Task objective –
Without the images, write out all of the following entries exactly.

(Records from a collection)
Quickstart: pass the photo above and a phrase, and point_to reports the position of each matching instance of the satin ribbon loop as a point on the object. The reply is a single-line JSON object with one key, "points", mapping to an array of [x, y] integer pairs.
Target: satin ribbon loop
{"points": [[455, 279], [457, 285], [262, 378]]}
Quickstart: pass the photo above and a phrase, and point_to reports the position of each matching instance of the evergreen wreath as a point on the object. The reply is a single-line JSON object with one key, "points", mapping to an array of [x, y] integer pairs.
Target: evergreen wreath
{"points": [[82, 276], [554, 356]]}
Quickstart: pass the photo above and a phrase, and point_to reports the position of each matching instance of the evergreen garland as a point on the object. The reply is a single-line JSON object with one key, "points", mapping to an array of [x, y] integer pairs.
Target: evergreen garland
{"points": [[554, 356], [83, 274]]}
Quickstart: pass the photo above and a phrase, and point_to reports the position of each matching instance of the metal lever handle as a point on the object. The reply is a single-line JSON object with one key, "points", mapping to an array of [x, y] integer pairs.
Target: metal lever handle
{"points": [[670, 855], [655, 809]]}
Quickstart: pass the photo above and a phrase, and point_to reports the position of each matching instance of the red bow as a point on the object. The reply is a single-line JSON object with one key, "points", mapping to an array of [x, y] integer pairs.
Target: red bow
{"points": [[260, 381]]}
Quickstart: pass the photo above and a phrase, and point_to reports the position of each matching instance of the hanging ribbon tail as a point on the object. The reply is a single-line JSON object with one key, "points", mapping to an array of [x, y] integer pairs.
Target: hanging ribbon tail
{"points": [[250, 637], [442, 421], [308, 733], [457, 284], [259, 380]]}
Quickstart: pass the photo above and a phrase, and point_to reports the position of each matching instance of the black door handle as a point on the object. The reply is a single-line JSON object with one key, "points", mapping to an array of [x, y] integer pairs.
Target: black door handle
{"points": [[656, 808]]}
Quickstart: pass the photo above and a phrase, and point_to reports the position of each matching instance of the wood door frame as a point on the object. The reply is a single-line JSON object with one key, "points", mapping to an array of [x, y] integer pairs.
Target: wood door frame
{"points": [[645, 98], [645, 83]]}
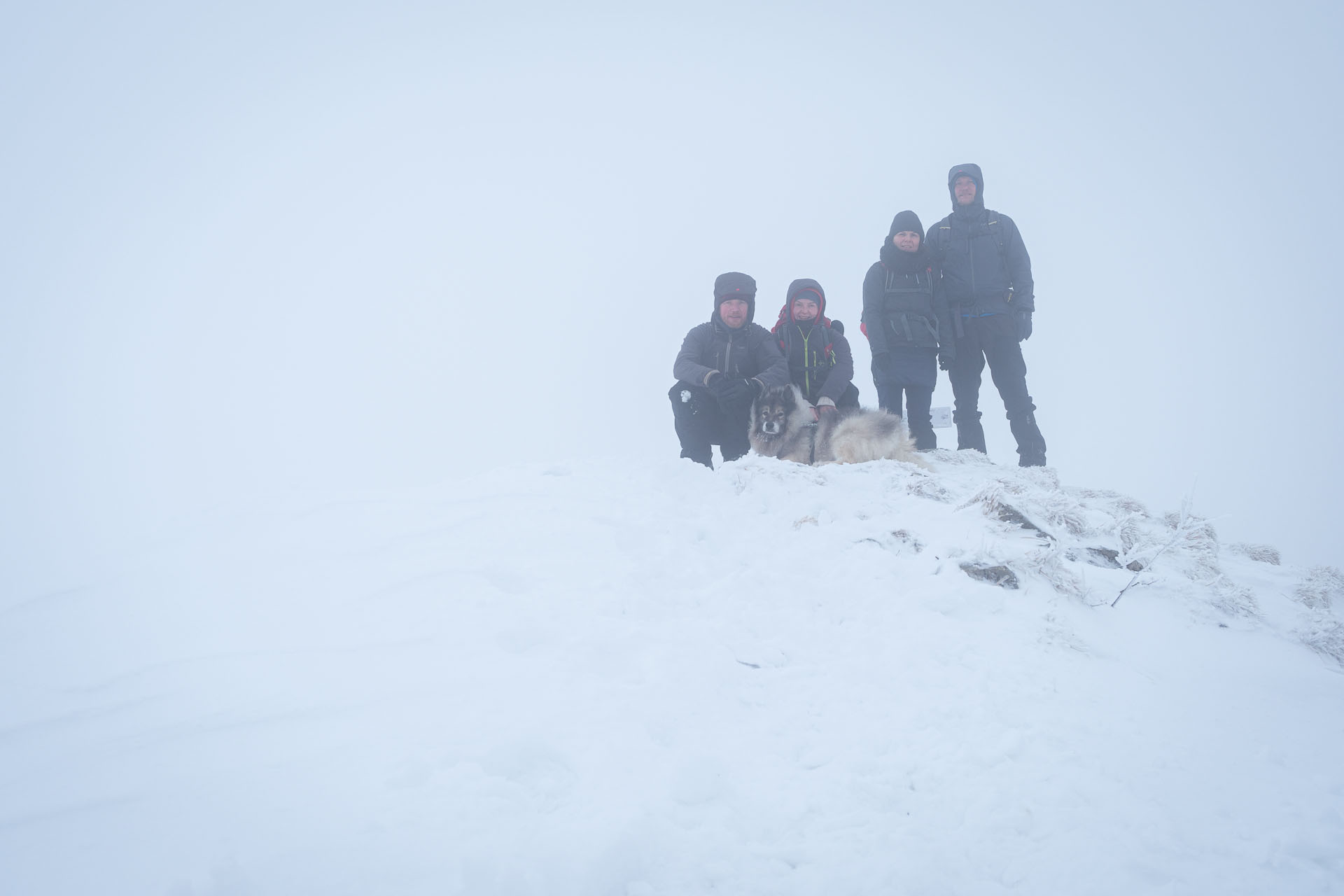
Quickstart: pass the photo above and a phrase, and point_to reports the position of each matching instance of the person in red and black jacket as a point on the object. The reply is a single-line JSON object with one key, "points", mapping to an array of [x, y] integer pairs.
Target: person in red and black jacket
{"points": [[820, 362], [907, 326], [722, 368]]}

Correct response –
Quickstart: pass the photo above and a phrase, and point_to reports the position of each matching instance of the satin ribbon loop as a point on the object. The reply is a single-line JSON object with one key, "points", mapping to an array of [x, y] integer pairs.
Target: satin ribbon loop
{"points": [[455, 279], [457, 285], [262, 378]]}
Quickstart: pass the photo above and a phrase, and point_to reports the position of each matching instance of the evergreen wreath as a point on the object. The reply is a single-line JSON object with one key, "points", mapping to an array of [x, y] integer pairs.
Target: evergreen wreath
{"points": [[82, 276], [554, 356]]}
Quickstart: pass the photo above and a phrase, and point_to reports the position of each matching instance of the evergreen garland as a point on the object. The reply is a single-line JSON object with one key, "points", mapping to an array of [x, y] integer pairs.
Target: evergreen garland
{"points": [[554, 356], [83, 274]]}
Quickstart: pass the photo above and a phrase, and point_to reports the position of each matching instance of the metal lever handle as a point on the object. The reply is a single-line JSON object with one key, "points", mapping to an array of [x, y] integer pairs.
Target: metal lever handle
{"points": [[670, 855], [655, 809]]}
Quickstart: pass the photo above and a phrase, and point_to reports the position of each matching instance of the red bow as a point on the object. The reply is a single-line JSON object with one key, "points", mapping to an array of [x, y] integer pairs.
Target: red bow
{"points": [[260, 381]]}
Quickstart: pass the photo above and a phrase, and point_to reports the position of each matching instance of the hanging ribbon tail as a point on the object. The reply is a single-line JSON object with one key, "points", mapping to an array of [x, y] integer pairs.
Target: hanging ribbon tail
{"points": [[250, 637], [442, 421], [308, 733], [457, 284], [259, 380]]}
Quickstart: pass the photo above and a phrase, and point_to reports the position of each matching instance of the black door handle as a point on the object. The reply is a single-line JSON object with one key, "points", mapping to an array of [x, y] integer pairs.
Target: black door handle
{"points": [[656, 808]]}
Quickstart: pass the photo above and a phrase, and point_to reports the position of each matching instance of the wood door frame as a point on the object. The reply is a single-line JSON object with one key, "points", mapping to an array of [x, y] integer pairs.
Target: wood door frame
{"points": [[645, 98], [645, 83]]}
Quickstart: pass the photo above and a phrase, and point_to reports the position of each matching instance of the person in red and black jacket as a point on the object. The reply is a single-line JSON object with one key, "points", mapping to an array of [x, y] integer pairs.
Target: person in red and black jacket
{"points": [[820, 362], [907, 326], [722, 368]]}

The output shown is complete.